PROMPT: Rewrite the data below as a numbered list with one line per item, omitting any blank lines.

Named-object pointing data:
□ □ □ □ □ □ □
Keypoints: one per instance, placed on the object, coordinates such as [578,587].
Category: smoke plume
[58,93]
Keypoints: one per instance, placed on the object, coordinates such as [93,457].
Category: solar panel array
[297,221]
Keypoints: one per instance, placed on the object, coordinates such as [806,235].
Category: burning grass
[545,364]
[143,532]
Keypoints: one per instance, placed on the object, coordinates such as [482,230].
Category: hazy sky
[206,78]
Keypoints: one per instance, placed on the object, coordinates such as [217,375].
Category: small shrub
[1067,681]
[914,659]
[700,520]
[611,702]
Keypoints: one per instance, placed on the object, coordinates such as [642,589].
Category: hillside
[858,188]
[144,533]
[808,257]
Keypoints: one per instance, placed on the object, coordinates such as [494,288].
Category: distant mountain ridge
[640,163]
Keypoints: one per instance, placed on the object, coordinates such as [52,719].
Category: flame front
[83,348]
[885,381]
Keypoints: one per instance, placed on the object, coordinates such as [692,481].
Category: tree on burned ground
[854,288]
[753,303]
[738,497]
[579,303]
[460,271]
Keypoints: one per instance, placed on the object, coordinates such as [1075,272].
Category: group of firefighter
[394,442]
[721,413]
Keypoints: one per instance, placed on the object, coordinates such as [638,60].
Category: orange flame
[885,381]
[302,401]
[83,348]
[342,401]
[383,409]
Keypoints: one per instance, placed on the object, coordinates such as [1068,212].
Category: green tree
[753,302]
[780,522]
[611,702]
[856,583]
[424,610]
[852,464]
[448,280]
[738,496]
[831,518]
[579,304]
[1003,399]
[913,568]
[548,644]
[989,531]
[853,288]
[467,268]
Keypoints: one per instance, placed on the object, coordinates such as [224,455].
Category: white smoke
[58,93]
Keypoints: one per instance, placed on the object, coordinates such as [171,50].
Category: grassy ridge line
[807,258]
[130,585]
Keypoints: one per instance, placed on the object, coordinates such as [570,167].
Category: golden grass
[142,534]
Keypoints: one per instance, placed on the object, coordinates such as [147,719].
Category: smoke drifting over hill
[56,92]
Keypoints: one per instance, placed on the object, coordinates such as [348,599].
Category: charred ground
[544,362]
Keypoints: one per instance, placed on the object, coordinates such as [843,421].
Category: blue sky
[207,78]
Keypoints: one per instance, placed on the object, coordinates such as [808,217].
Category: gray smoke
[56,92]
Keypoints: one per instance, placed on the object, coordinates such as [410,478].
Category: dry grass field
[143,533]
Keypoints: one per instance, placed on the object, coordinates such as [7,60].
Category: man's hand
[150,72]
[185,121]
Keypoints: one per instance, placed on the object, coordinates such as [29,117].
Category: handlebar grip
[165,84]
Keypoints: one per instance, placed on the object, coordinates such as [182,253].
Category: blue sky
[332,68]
□ □ □ □ □ □ □
ANSWER FOR THIS EXERCISE:
1. Keypoints: one per instance, placed on the object, coordinates such as [578,587].
2. Category: smoke plume
3. [58,93]
4. Keypoints: one per instance, placed on the object, coordinates such as [93,457].
5. Category: solar panel array
6. [297,221]
7. Keypoints: one per instance, placed on the object, coordinates such as [806,235].
8. Category: burning grass
9. [545,364]
10. [143,532]
11. Keypoints: one per instance, placed on the object, coordinates such as [482,230].
12. Category: hazy sky
13. [206,78]
14. Keypoints: one per instance, placed on the object, coordinates such as [217,375].
15. Category: small shrub
16. [1067,681]
17. [914,659]
18. [700,520]
19. [611,702]
20. Keypoints: one per instance, placed on the object, coordinates such as [642,589].
21. Category: hillside
22. [858,188]
23. [144,533]
24. [808,257]
25. Keypoints: one per instance, placed on the object, coordinates such as [494,288].
26. Category: distant mountain ridge
27. [640,163]
28. Keypoints: one per instance, placed on the object, coordinates such as [52,719].
29. Category: flame front
30. [83,348]
31. [885,381]
32. Keypoints: one per instance, placed on the object, coordinates such as [692,481].
33. Category: tree on burned ground
34. [854,288]
35. [753,303]
36. [738,497]
37. [579,303]
38. [460,271]
39. Keypoints: one per instance, placed on the object, coordinates such as [1075,272].
40. Category: group of firefighter
41. [394,442]
42. [721,413]
43. Keypoints: one per instance, placed on the object, coordinates such as [638,60].
44. Category: orange flame
45. [885,381]
46. [302,401]
47. [83,348]
48. [342,401]
49. [383,409]
50. Keypoints: one per instance, placed on the object, coordinates such as [1068,212].
51. Category: green tree
52. [753,302]
53. [780,522]
54. [611,702]
55. [856,583]
56. [424,610]
57. [852,464]
58. [448,280]
59. [738,496]
60. [831,518]
61. [579,304]
62. [1003,399]
63. [913,568]
64. [548,644]
65. [989,531]
66. [853,288]
67. [467,268]
68. Keypoints: one per instance, placed on the object, coordinates such as [224,455].
69. Category: white smoke
70. [58,93]
71. Keypoints: one per instance, placed on the object, coordinates such as [171,50].
72. Category: grassy ridge line
73. [807,258]
74. [130,585]
75. Keypoints: one per instance, placed on the object, coordinates such as [570,167].
76. Category: golden grass
77. [142,534]
78. Keypoints: one per instance, placed on the object, coordinates such as [147,719].
79. Category: smoke drifting over hill
80. [56,92]
81. Keypoints: one per instance, placed on the object, coordinates such as [348,599].
82. Category: charred ground
83. [544,362]
84. Keypoints: one per instance, placed on the object, coordinates such as [843,421].
85. Category: blue sky
86. [207,78]
87. Keypoints: one per instance, placed on the object, coordinates such as [808,217].
88. Category: gray smoke
89. [56,92]
90. Keypoints: one per instance, placed on the object, coordinates such as [410,478].
91. Category: dry grass field
92. [143,533]
93. Keypoints: one per instance, placed on the object, coordinates such as [7,60].
94. Category: man's hand
95. [150,72]
96. [185,121]
97. Keypoints: one per instance, placed on the object, coordinates such as [29,117].
98. Category: handlebar grip
99. [165,84]
100. Keypoints: one per instance, placed on the object, coordinates such as [182,253].
101. Category: blue sky
102. [332,68]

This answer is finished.